───── Entries shown ─────
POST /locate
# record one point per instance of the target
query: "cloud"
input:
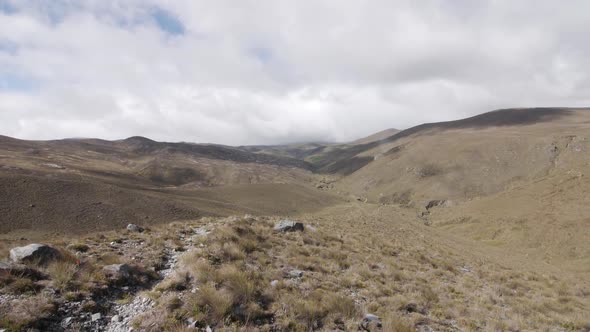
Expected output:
(262, 72)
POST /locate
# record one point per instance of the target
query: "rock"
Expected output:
(371, 322)
(434, 203)
(134, 228)
(34, 253)
(295, 274)
(66, 322)
(288, 226)
(117, 272)
(411, 307)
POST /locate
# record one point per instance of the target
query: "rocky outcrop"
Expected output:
(134, 228)
(118, 272)
(34, 253)
(371, 323)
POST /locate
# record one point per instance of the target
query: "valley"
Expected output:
(480, 224)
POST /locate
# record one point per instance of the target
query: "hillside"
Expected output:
(98, 185)
(478, 224)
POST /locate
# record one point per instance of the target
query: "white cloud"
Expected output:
(279, 71)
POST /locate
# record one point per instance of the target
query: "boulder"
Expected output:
(371, 323)
(134, 228)
(288, 226)
(34, 253)
(118, 272)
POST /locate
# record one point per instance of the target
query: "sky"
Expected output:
(273, 72)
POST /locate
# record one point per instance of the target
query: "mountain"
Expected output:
(478, 224)
(97, 184)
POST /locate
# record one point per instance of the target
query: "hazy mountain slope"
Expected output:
(378, 136)
(519, 186)
(473, 157)
(80, 185)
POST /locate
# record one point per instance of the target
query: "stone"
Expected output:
(295, 274)
(134, 228)
(34, 253)
(66, 322)
(434, 203)
(371, 322)
(289, 226)
(117, 272)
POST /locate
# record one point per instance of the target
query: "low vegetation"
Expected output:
(243, 275)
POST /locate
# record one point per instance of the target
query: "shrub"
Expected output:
(62, 274)
(214, 304)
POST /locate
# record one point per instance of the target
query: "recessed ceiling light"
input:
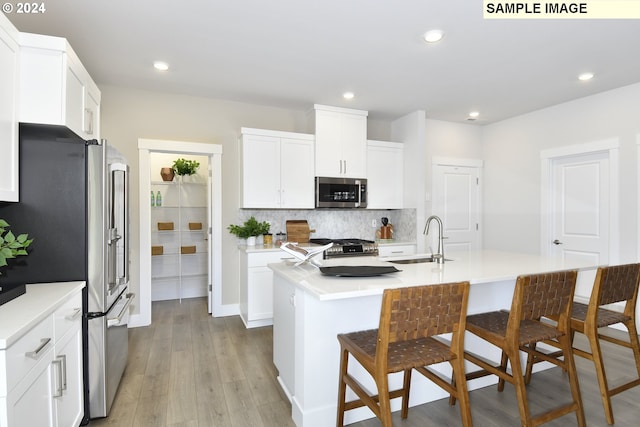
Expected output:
(585, 76)
(161, 66)
(433, 36)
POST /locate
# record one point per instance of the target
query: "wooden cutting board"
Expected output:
(298, 231)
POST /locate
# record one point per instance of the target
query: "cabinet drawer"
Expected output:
(262, 259)
(68, 315)
(25, 353)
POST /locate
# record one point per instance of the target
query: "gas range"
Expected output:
(347, 247)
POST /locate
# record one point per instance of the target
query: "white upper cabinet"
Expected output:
(341, 142)
(9, 73)
(55, 88)
(385, 163)
(277, 169)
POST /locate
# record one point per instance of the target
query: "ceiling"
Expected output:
(296, 53)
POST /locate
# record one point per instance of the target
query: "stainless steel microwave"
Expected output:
(341, 192)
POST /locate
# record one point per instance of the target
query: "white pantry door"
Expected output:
(580, 207)
(456, 201)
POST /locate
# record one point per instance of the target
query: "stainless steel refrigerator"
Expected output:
(74, 204)
(108, 273)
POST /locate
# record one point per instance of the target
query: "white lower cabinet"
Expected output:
(68, 381)
(256, 287)
(30, 402)
(42, 370)
(284, 302)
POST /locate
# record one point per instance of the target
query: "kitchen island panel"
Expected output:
(326, 306)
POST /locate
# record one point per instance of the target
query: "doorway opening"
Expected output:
(192, 207)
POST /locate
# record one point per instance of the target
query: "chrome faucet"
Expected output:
(439, 256)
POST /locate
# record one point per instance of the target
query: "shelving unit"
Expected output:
(177, 271)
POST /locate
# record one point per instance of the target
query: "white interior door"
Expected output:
(580, 207)
(456, 200)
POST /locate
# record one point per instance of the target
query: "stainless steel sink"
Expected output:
(415, 260)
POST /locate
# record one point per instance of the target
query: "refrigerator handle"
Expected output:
(115, 321)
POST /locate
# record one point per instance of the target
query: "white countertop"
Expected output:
(477, 267)
(274, 248)
(21, 314)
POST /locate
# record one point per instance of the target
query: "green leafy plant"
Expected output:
(10, 245)
(251, 227)
(185, 167)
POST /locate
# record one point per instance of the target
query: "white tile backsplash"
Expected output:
(338, 223)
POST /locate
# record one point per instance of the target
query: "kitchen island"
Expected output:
(310, 309)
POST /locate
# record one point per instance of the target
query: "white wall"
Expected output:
(128, 114)
(511, 151)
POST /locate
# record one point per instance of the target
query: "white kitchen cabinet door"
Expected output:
(341, 142)
(91, 116)
(354, 145)
(296, 174)
(277, 170)
(9, 84)
(260, 171)
(68, 395)
(385, 164)
(55, 88)
(284, 300)
(30, 402)
(328, 144)
(256, 287)
(260, 295)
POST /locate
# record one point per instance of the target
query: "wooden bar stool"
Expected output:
(409, 320)
(535, 296)
(612, 284)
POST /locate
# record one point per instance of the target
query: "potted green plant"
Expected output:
(249, 230)
(185, 167)
(11, 246)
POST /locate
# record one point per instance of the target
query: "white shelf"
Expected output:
(176, 275)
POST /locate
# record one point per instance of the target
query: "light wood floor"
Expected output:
(188, 369)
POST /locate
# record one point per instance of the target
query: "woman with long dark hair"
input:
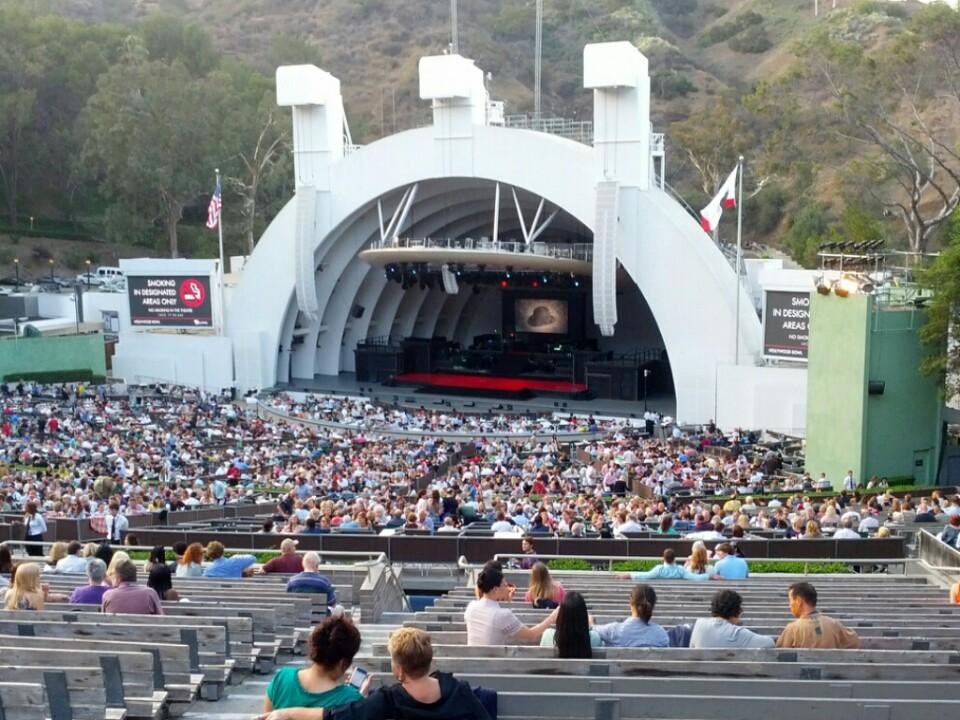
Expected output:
(573, 636)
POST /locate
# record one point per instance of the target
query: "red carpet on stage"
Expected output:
(486, 382)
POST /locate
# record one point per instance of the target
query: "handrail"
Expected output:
(561, 251)
(396, 434)
(610, 559)
(936, 554)
(373, 557)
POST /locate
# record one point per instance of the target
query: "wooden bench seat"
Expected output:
(129, 677)
(23, 701)
(205, 645)
(73, 693)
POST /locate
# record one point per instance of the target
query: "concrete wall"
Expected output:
(904, 423)
(836, 385)
(201, 361)
(66, 352)
(768, 398)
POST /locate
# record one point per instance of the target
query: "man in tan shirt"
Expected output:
(812, 630)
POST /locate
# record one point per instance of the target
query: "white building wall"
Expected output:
(200, 361)
(769, 398)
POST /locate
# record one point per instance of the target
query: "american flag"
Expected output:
(213, 212)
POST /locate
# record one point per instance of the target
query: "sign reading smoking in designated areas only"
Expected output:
(170, 301)
(786, 323)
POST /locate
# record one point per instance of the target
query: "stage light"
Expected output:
(845, 286)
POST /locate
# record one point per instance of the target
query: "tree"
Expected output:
(255, 135)
(151, 132)
(890, 105)
(712, 141)
(943, 312)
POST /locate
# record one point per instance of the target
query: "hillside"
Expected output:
(710, 60)
(373, 45)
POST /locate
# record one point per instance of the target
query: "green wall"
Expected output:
(838, 356)
(904, 422)
(58, 352)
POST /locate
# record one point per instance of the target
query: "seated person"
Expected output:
(230, 567)
(128, 598)
(72, 563)
(729, 566)
(418, 693)
(92, 594)
(287, 562)
(573, 636)
(636, 630)
(543, 592)
(311, 581)
(667, 570)
(297, 692)
(811, 629)
(951, 533)
(488, 623)
(723, 630)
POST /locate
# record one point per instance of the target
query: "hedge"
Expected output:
(756, 566)
(56, 376)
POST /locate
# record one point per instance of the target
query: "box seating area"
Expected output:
(907, 668)
(152, 667)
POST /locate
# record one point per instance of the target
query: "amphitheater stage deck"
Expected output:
(346, 384)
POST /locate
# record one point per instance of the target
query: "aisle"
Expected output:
(245, 701)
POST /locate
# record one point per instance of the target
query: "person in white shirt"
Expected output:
(869, 523)
(723, 629)
(846, 531)
(117, 524)
(849, 484)
(502, 524)
(72, 564)
(490, 624)
(34, 528)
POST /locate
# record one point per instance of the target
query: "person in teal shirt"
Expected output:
(332, 646)
(667, 570)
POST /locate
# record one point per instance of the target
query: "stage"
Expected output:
(488, 385)
(347, 384)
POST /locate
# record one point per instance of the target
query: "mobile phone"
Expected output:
(358, 676)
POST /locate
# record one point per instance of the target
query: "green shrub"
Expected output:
(756, 566)
(671, 84)
(766, 208)
(716, 11)
(869, 7)
(569, 564)
(675, 7)
(725, 31)
(56, 376)
(78, 260)
(752, 40)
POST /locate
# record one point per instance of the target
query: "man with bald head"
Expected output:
(311, 581)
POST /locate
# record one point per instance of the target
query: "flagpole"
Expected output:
(736, 352)
(220, 240)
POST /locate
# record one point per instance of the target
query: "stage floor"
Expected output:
(490, 383)
(346, 384)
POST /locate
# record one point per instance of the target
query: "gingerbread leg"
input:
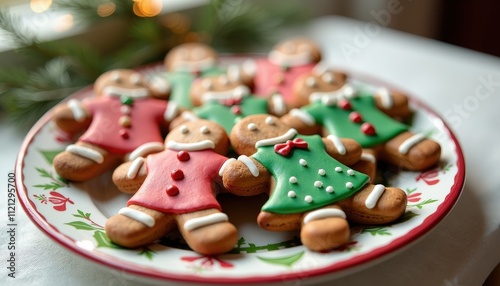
─────
*What to work on*
Every line with "wooden" in it should be copied from the entries.

*Task output*
query: "wooden cutting board"
query: "wooden bar stool"
query: "wooden bench seat"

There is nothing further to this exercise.